▶ [Exercise details]: All of the records should be given again verbatim.

Referring expression pointing data:
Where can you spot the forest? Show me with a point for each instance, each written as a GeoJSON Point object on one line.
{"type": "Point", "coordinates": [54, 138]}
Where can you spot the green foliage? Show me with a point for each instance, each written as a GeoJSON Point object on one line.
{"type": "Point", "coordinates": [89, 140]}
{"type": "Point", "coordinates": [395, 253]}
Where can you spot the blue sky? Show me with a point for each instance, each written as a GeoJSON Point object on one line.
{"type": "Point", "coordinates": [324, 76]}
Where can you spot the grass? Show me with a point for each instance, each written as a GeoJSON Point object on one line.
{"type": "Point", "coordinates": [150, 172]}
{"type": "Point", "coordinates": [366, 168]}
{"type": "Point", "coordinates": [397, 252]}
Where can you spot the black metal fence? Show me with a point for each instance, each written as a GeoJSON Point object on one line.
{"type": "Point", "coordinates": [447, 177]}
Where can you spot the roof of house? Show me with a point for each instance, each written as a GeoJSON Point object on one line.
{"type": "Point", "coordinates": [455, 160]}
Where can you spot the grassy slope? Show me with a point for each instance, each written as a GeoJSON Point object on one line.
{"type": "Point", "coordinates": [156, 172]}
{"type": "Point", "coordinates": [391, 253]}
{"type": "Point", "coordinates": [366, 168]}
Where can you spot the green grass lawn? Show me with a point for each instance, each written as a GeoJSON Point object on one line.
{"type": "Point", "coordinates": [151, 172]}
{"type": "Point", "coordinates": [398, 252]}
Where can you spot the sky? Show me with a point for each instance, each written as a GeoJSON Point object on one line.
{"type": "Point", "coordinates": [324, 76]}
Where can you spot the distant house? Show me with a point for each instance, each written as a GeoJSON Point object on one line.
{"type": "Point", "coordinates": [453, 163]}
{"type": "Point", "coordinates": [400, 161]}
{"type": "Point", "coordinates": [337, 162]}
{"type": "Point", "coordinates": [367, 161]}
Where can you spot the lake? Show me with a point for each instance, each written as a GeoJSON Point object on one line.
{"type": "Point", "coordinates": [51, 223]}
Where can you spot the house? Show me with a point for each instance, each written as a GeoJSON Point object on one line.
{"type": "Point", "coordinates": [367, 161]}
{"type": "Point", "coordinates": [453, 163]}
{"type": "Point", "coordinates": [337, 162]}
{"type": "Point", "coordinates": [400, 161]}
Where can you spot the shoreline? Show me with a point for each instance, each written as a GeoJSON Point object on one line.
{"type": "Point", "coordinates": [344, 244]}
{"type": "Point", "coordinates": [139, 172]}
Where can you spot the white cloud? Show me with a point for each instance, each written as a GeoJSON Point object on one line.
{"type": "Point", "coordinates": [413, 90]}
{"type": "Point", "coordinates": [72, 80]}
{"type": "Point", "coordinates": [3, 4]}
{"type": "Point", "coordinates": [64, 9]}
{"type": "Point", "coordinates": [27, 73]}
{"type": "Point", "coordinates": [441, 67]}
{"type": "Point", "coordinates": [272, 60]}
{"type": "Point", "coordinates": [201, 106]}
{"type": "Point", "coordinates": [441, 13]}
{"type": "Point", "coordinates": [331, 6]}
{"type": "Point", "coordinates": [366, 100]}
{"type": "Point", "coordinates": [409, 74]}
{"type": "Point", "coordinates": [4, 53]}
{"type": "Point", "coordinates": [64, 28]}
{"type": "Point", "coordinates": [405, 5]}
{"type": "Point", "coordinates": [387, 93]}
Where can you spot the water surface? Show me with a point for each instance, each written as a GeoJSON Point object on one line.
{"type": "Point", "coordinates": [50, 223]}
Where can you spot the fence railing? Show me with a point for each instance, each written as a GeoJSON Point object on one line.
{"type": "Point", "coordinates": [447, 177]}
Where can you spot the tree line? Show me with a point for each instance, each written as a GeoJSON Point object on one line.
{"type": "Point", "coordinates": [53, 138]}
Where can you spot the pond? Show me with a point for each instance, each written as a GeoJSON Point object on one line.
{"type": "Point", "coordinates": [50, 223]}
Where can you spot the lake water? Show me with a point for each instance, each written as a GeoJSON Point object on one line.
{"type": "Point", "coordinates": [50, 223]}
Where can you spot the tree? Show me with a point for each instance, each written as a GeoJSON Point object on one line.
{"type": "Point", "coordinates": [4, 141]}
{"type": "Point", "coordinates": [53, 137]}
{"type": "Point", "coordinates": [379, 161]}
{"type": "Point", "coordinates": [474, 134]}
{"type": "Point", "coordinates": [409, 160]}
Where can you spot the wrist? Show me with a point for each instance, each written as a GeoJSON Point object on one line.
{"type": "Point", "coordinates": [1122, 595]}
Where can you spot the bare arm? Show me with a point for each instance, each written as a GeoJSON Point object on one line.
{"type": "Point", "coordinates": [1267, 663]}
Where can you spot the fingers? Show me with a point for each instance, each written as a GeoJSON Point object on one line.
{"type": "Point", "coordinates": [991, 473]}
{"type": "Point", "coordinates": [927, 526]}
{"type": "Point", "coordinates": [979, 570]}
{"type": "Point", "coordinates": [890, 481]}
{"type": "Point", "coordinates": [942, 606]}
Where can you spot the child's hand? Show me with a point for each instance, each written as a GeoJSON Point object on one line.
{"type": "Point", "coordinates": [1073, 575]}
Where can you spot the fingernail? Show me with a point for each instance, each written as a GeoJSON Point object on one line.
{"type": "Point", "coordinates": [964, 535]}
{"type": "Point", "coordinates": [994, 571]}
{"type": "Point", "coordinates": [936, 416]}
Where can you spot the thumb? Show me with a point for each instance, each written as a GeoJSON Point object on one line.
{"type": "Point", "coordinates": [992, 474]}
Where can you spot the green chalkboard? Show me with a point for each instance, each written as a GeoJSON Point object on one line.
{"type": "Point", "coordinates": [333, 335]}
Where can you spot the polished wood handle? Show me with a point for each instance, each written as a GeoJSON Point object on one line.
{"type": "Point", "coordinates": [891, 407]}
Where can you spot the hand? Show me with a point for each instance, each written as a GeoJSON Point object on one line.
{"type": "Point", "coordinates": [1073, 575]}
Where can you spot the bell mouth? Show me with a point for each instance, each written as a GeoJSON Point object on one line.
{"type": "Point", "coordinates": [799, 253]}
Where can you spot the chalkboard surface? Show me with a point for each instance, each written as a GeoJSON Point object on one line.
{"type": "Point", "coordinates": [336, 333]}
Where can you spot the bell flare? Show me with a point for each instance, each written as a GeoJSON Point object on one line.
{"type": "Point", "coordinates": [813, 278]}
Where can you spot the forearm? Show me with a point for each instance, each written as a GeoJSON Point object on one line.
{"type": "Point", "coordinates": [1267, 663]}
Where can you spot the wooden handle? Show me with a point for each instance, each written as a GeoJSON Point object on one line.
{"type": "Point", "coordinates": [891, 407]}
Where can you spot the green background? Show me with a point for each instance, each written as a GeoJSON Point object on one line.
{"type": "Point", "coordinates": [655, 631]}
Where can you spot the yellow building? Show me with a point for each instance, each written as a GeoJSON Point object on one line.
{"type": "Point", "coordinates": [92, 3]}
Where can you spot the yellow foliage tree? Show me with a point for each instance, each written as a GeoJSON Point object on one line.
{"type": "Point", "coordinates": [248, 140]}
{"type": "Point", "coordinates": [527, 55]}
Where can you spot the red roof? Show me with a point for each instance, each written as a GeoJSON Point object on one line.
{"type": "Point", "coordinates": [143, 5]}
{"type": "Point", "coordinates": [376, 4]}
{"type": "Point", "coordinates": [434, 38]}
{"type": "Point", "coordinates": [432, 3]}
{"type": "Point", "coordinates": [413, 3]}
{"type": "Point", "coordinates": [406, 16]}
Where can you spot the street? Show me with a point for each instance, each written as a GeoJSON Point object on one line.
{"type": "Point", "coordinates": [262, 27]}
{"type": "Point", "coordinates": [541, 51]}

▶ [Answer for this exercise]:
Where can you spot the forest? Show me with a point for each instance, each written as a GeoJSON Point object on one line.
{"type": "Point", "coordinates": [54, 138]}
Where can you spot the green foliage? Show me with a point for each instance, each written as a GeoJSON Point object on one line.
{"type": "Point", "coordinates": [89, 140]}
{"type": "Point", "coordinates": [395, 253]}
Where can you spot the blue sky? Show me with a point for each instance, each written as a GeoJSON Point object on one line.
{"type": "Point", "coordinates": [324, 76]}
Where can you spot the grass? Show me with a point for each instance, each written as a GeoJSON Point object on one line.
{"type": "Point", "coordinates": [150, 172]}
{"type": "Point", "coordinates": [366, 168]}
{"type": "Point", "coordinates": [397, 252]}
Where can you spot the black metal fence? Show me with a point for each instance, each written as a GeoJSON Point object on one line.
{"type": "Point", "coordinates": [447, 177]}
Where can you spot the roof of house? Show me with a point for each instance, each written as a GeoJSON Point object on one line.
{"type": "Point", "coordinates": [455, 160]}
Where can you spot the grassy slope? Show me with a point for each instance, each written as a GeoJSON Point object on one line.
{"type": "Point", "coordinates": [156, 172]}
{"type": "Point", "coordinates": [391, 253]}
{"type": "Point", "coordinates": [366, 168]}
Where can you spot the green grass lawn? Show me with a point for each instance, each written as a GeoJSON Point object on one line.
{"type": "Point", "coordinates": [151, 172]}
{"type": "Point", "coordinates": [398, 252]}
Where can you spot the sky? Show me with a point for each instance, each written as a GeoJSON Point object on one line.
{"type": "Point", "coordinates": [324, 76]}
Where can you spot the distant house? Show me with a point for each instance, each written as a GeoJSON Point object on one line.
{"type": "Point", "coordinates": [453, 163]}
{"type": "Point", "coordinates": [400, 161]}
{"type": "Point", "coordinates": [337, 162]}
{"type": "Point", "coordinates": [367, 161]}
Where can you spot the lake? Show me with a point for each instance, each written as a GeoJSON Point object on one line.
{"type": "Point", "coordinates": [51, 223]}
Where can you spot the house? Show me with a point for each instance, each written as a GeoJSON Point object on one line.
{"type": "Point", "coordinates": [367, 161]}
{"type": "Point", "coordinates": [453, 163]}
{"type": "Point", "coordinates": [337, 162]}
{"type": "Point", "coordinates": [400, 161]}
Where can you spot the shoreline? Show me with a point for each instance, each written as a GeoJSON Point object on one line.
{"type": "Point", "coordinates": [344, 244]}
{"type": "Point", "coordinates": [139, 172]}
Where can you spot the white cloud? Show me with a point for each instance, each written as a GeoJSON Point object on one line.
{"type": "Point", "coordinates": [413, 90]}
{"type": "Point", "coordinates": [72, 80]}
{"type": "Point", "coordinates": [3, 4]}
{"type": "Point", "coordinates": [64, 9]}
{"type": "Point", "coordinates": [27, 73]}
{"type": "Point", "coordinates": [441, 67]}
{"type": "Point", "coordinates": [272, 60]}
{"type": "Point", "coordinates": [201, 106]}
{"type": "Point", "coordinates": [441, 13]}
{"type": "Point", "coordinates": [331, 6]}
{"type": "Point", "coordinates": [366, 100]}
{"type": "Point", "coordinates": [409, 74]}
{"type": "Point", "coordinates": [4, 53]}
{"type": "Point", "coordinates": [64, 28]}
{"type": "Point", "coordinates": [405, 5]}
{"type": "Point", "coordinates": [387, 93]}
Where can you spot the water surface? Show me with a point for each instance, each written as a GeoJSON Point object on one line.
{"type": "Point", "coordinates": [50, 223]}
Where can you spot the fence railing? Show me with a point for each instance, each written as a GeoJSON Point object on one line.
{"type": "Point", "coordinates": [447, 177]}
Where can you spot the tree line? Show me with a point for each instance, each written as a GeoJSON Point object on one line.
{"type": "Point", "coordinates": [53, 138]}
Where can you spot the pond? Show me with a point for each instance, each written as a GeoJSON Point object on one line.
{"type": "Point", "coordinates": [50, 223]}
Where can you spot the lake water? Show me with a point for each instance, each written as a GeoJSON Point object on one line.
{"type": "Point", "coordinates": [50, 223]}
Where can you spot the tree? Show me with a point for each instance, each written as a GeoJSON Point object on one line.
{"type": "Point", "coordinates": [4, 141]}
{"type": "Point", "coordinates": [53, 137]}
{"type": "Point", "coordinates": [379, 161]}
{"type": "Point", "coordinates": [474, 134]}
{"type": "Point", "coordinates": [409, 160]}
Where can you spot the wrist? Show me with a point for each instance, each written as a GeoJSON Point object on one line.
{"type": "Point", "coordinates": [1122, 595]}
Where can you spot the bare arm? Show me with a point for each instance, each written as a GeoJSON Point object on one line.
{"type": "Point", "coordinates": [1267, 663]}
Where can you spot the fingers? Show me with a point for each instance, each written as a GeoJSON Point object on one line.
{"type": "Point", "coordinates": [991, 473]}
{"type": "Point", "coordinates": [927, 526]}
{"type": "Point", "coordinates": [979, 570]}
{"type": "Point", "coordinates": [890, 481]}
{"type": "Point", "coordinates": [942, 606]}
Where can you spot the child's hand? Show me with a point for each instance, each written as a GeoJSON Point object on one line.
{"type": "Point", "coordinates": [1073, 575]}
Where can you spot the fingernail? Show me with a point for each instance, each written as a GeoJSON Point object on one line.
{"type": "Point", "coordinates": [964, 535]}
{"type": "Point", "coordinates": [994, 571]}
{"type": "Point", "coordinates": [936, 416]}
Where can you spot the thumb? Show me with a point for each instance, each written as a GeoJSON Point object on one line.
{"type": "Point", "coordinates": [992, 474]}
Where can you spot the green chalkboard? Show me with a point for each instance, each written as a GeoJSON Point object on one line.
{"type": "Point", "coordinates": [333, 335]}
Where can you spot the polished wood handle? Show me with a point for each instance, each written as a GeoJSON Point object on one line.
{"type": "Point", "coordinates": [891, 407]}
Where can you spot the hand? Show me with a point for each instance, each written as a GeoJSON Point object on one line.
{"type": "Point", "coordinates": [1073, 575]}
Where can you spot the bell mouth? Show me with a point for each instance, each written as a GeoJSON Point object on one line.
{"type": "Point", "coordinates": [799, 253]}
Where can you spot the chalkboard surface? Show me with a point for each instance, each written as a GeoJSON Point object on one line.
{"type": "Point", "coordinates": [336, 333]}
Where can you spot the bell flare? Show me with a point for each instance, each written as a GeoJSON Point object on one line.
{"type": "Point", "coordinates": [813, 278]}
Where can you spot the forearm? Show me with a point for each instance, each written as a GeoJSON Point object on one line.
{"type": "Point", "coordinates": [1267, 663]}
Where can you spot the wooden handle? Show me with a point for each instance, each written as a GeoJSON Point object on one line.
{"type": "Point", "coordinates": [891, 407]}
Where can you spot the green background? Show me with a point for each instance, each written as a GeoJSON Point object on one line.
{"type": "Point", "coordinates": [655, 631]}
Where can you spot the yellow building? Show me with a point for each instance, each written as a GeoJSON Point object on one line.
{"type": "Point", "coordinates": [92, 3]}
Where can you spot the yellow foliage tree? Show me with a point for each instance, each written as a GeoJSON Point object on one line.
{"type": "Point", "coordinates": [248, 140]}
{"type": "Point", "coordinates": [527, 55]}
Where can you spot the red roof? Show me with a point for each instance, each written as a GeoJSON Point object on one line.
{"type": "Point", "coordinates": [143, 5]}
{"type": "Point", "coordinates": [376, 4]}
{"type": "Point", "coordinates": [434, 38]}
{"type": "Point", "coordinates": [432, 3]}
{"type": "Point", "coordinates": [413, 3]}
{"type": "Point", "coordinates": [406, 16]}
Where can you spot the street? Show me with a point for each instance, each written as a GeoJSON Point object on one line.
{"type": "Point", "coordinates": [262, 27]}
{"type": "Point", "coordinates": [541, 51]}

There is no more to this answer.